Direction
Substitute "widest part" for every "thickest part" in the rows below and give them again with everything else unchanged. Leave the pictures out of your answer.

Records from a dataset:
— START —
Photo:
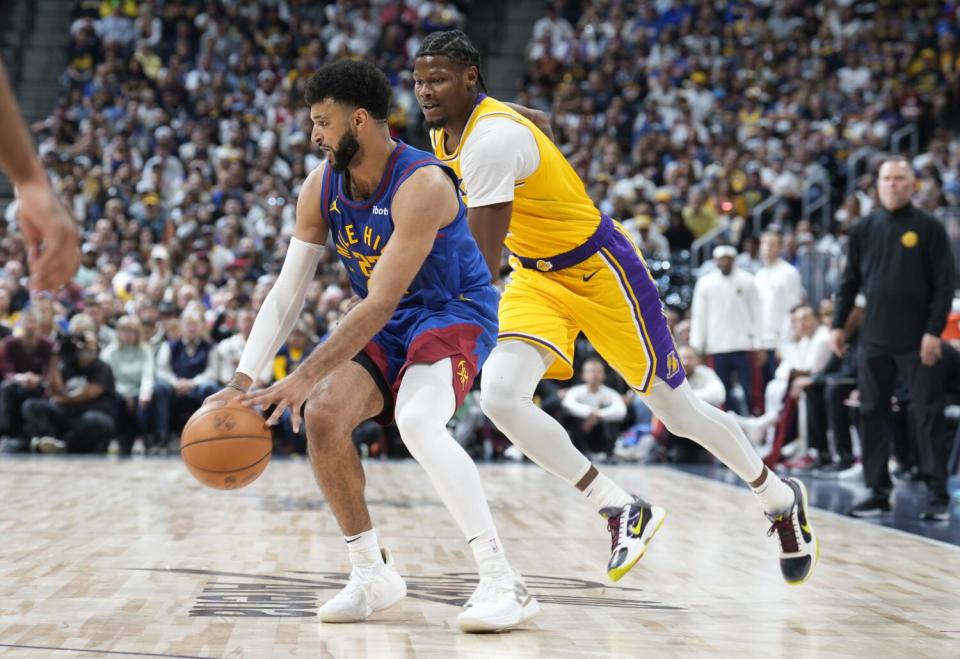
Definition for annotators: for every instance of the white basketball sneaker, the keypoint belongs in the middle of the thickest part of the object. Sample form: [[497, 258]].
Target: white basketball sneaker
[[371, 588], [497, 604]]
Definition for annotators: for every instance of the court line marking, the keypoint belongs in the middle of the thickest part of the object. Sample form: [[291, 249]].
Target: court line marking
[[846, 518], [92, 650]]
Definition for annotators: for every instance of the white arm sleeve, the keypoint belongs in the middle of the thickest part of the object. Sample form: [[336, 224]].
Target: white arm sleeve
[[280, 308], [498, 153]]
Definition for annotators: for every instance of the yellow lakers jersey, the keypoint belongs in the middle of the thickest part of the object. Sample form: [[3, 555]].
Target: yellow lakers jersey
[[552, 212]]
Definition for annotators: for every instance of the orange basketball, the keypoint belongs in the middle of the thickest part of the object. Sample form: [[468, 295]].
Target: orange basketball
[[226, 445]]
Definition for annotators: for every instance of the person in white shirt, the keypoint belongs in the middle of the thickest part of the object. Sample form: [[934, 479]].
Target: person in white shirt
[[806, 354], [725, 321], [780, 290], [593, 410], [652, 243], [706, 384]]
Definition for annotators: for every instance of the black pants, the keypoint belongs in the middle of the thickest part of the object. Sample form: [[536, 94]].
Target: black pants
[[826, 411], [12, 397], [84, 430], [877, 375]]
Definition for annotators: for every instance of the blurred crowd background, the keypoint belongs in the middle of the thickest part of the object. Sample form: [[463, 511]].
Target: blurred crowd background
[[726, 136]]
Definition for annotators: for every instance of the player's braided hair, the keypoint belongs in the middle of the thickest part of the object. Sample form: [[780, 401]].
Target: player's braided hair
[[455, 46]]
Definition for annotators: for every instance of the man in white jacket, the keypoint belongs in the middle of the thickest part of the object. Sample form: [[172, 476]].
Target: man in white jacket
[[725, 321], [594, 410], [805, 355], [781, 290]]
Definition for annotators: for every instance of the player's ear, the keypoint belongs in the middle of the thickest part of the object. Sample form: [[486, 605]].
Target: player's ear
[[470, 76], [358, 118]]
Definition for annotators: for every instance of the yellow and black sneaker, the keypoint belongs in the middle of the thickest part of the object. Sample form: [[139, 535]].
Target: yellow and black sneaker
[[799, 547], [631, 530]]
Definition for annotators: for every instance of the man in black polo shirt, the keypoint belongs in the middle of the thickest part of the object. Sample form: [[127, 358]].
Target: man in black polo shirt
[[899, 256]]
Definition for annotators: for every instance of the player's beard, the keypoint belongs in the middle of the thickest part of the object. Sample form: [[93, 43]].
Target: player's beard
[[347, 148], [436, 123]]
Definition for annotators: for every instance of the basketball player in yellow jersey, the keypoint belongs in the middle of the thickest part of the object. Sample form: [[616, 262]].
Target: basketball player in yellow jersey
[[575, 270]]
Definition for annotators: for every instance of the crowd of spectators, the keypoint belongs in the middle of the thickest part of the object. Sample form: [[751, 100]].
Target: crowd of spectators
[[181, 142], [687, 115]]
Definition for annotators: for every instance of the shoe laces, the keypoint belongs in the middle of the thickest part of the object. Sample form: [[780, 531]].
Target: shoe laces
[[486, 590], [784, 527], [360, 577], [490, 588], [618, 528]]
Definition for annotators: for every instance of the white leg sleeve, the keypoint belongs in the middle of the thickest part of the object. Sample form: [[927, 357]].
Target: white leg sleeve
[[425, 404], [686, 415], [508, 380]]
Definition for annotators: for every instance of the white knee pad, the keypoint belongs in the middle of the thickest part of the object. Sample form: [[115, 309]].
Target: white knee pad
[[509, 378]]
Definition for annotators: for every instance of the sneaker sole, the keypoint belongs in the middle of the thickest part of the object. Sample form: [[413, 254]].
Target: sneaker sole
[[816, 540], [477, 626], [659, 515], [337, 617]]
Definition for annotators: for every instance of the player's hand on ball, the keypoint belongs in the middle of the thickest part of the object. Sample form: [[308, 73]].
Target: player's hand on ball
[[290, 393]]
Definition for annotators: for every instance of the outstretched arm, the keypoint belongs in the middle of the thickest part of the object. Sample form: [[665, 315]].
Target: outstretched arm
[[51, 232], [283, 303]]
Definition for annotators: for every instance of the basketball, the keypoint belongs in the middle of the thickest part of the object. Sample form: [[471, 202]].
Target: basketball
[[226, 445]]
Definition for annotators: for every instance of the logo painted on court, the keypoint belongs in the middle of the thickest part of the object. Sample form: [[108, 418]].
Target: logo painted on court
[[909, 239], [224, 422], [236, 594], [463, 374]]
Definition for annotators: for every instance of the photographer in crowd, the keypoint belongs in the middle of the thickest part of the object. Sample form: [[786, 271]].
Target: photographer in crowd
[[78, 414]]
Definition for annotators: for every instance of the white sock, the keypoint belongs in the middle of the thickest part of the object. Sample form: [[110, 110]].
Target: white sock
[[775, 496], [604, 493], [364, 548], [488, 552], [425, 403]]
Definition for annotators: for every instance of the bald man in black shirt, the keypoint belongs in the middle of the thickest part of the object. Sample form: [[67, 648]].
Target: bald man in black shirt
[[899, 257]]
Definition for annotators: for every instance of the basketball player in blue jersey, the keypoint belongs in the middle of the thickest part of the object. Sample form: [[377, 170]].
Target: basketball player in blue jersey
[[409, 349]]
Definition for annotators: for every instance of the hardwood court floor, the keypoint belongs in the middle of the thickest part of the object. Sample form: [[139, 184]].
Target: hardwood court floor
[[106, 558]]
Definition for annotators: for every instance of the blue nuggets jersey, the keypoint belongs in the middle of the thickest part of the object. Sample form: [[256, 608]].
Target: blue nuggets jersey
— END —
Solution for this problem
Photo:
Definition for annotators: for every instance of the white basketball sneaker, the keypoint belongs in the middle of the widest part of the object. Sample form: [[497, 258]].
Target: white basketball sneaker
[[371, 588], [497, 604]]
Definition for annotators: for every instance of the court line marking, the keypoint belongs in the middle of the widest part of the object. Sample form: [[291, 249]].
Target: court line marking
[[846, 518], [92, 650]]
Definition for annotators: for every instance of the white arm sleeve, the keypoint belongs in the middle of the widest part of the object. Sample form: [[336, 224]].
Target: white arm sleeve
[[280, 308], [498, 153]]
Definition for annotators: for every instance of the yellow lakers jersey, the keypoint belongs in the middle of the widest part of the object. Sample form: [[3, 555]].
Target: yellow lakers jersey
[[552, 212]]
Definition for annotators: for every instance of the orange basketball, the keypoint belongs in the middle of the widest part of the object. Sample form: [[468, 295]].
Target: orange basketball
[[226, 445]]
Definition for annotators: for every instance of the person in white shirt, the keypoint belongs in the middle of the widest part of the object. Sample form: [[934, 479]].
Target: person in white shirt
[[806, 354], [725, 321], [780, 290], [593, 410], [652, 243], [706, 384]]
Definition for annotators: for every instance of the black pants, the keypoint belongs in the middle of the widest part of the object. Sample form: [[536, 94]].
Target: black pants
[[826, 411], [12, 397], [84, 430], [877, 375]]
Definition for annotators: for every instance of the blurred crowd background, the keypoint belongs in the middle of the widest part of the object. Sample form: [[463, 511]].
Target: blurred crowd background
[[726, 136]]
Definition for annotators: for every instance of the player's braided hair, the keypoint belongs in the middle of the widest part of the object. Sample form: [[780, 401]].
Target: player's braided hair
[[455, 46]]
Definition for annotators: for every instance of the man in white jacket, the keypoint belongs in the middle of the widest part of the object. Sample form: [[172, 476]].
Target: man in white jacket
[[725, 321], [594, 410], [805, 355], [781, 290]]
Definition for annotators: for every instance of the player's ear, the keypoint belongs in the middle of the widest part of the object. Sample form: [[486, 605]].
Target: player's ear
[[470, 76], [358, 118]]
Definition for annotators: for every instance of the yellow and black sneaker, the keypoint belongs in the middle of the widest part of the object. Sample form: [[139, 535]].
Target: yellow and black sneaker
[[799, 547], [631, 530]]
Definition for annotators: for every instance of the man in black polo shirt, the keypoint belongs in the middle of the widest part of the object. Sample form: [[127, 358]].
Target: man in black polo shirt
[[899, 256]]
Definition for annotators: for every instance of the player's beard, the keypoint belongs in the middle of the widest part of the object. Sample form: [[93, 43]].
Target: player's beard
[[347, 148], [436, 123]]
Definition for annotators: for every instance of the basketball player in yellow jersey, the keypoint belongs in the middle of the widest part of the object. Sample form: [[616, 262]].
Target: basketball player in yellow jersey
[[575, 270]]
Definition for annotators: for every instance of the crowd of spectators, the keypoint belongs in the middle of the widest part of the object. Sample form: [[751, 100]].
Target: crowd of spectators
[[181, 142], [687, 115]]
Definition for annotators: for every instance of the shoe laces, the keypoint belongs in the middle of the widest part of the object. Sample form: [[780, 531]].
Target: shoe laces
[[486, 590], [784, 527], [360, 577], [490, 588], [618, 528]]
Definition for annotators: for every instance of the white leg sleeve, the keypoint belongs in the middle of the widest part of the object. Sample form: [[927, 357]].
Target: white leg sleeve
[[425, 404], [686, 415], [508, 380]]
Definition for annotators: for every instance of the white knee pad, the keypoint belongs in the middle of the widest part of the object. Sample form: [[115, 309]].
Target: white knee pad
[[509, 378]]
Definition for annotators: for every instance of the sneaker sole, the keypoint belongs in the middle of the widest part of the object. Sample form: [[413, 254]].
Target: sneaker sole
[[816, 540], [477, 626], [659, 515], [337, 617]]
Definition for annotators: for every instance of the player's hand on ball, the keypoint belongs in the middle of the widest part of the object. Sample form: [[308, 73]].
Target: player's hand on ball
[[290, 393]]
Definition for annotators: for every instance of the outstretched arm, the keypoint belongs in the middle of the widest part of the object. Sample form: [[665, 315]].
Target: outstretched arm
[[51, 232], [283, 303]]
Definition for annotators: for every instance of the basketball, the keypoint belongs in the middle of the widest part of the object. Sample form: [[471, 202]].
Target: basketball
[[226, 445]]
Definition for annotators: for every instance of the logo painted on court, the keypoint belongs in the middle of the widest part of the object. Sample form: [[108, 418]].
Target: logo painted on court
[[909, 239], [224, 422], [236, 594], [463, 374]]
Definition for annotators: for every instance of the photographer in crowd, the keypoint belongs in the middle of the widest part of the object. Sample form: [[786, 271]].
Target: photographer in crowd
[[78, 414]]
Definition for annotators: for every instance of the white sock, the keypoint belongs in the middle of the widest part of the object. Sample form: [[110, 110]].
Target: white sock
[[775, 496], [604, 493], [364, 548], [488, 552], [425, 403]]
Definition for annotators: for every instance of the bald man in black shirt, the keypoint belongs in the middle of the widest part of the object. Sample form: [[67, 648]].
Target: bald man in black shirt
[[899, 257]]
Definition for annotators: for every instance of the basketball player in blue jersey, the keypoint belongs in the middle of the widest part of the object. Sample form: [[377, 170]].
Target: basketball player in blue jersey
[[409, 349]]
Definition for annotators: for every instance of the hardwood court floor, the keypoint belongs in the middle of the widest part of the object. Sample form: [[139, 184]].
Target: hardwood court floor
[[106, 558]]
Definition for annotators: for every instance of the blue nuggets jersey, the keypoint belongs in the middle of the widest part of the object. Sample form: [[256, 608]].
Target: blue nuggets jersey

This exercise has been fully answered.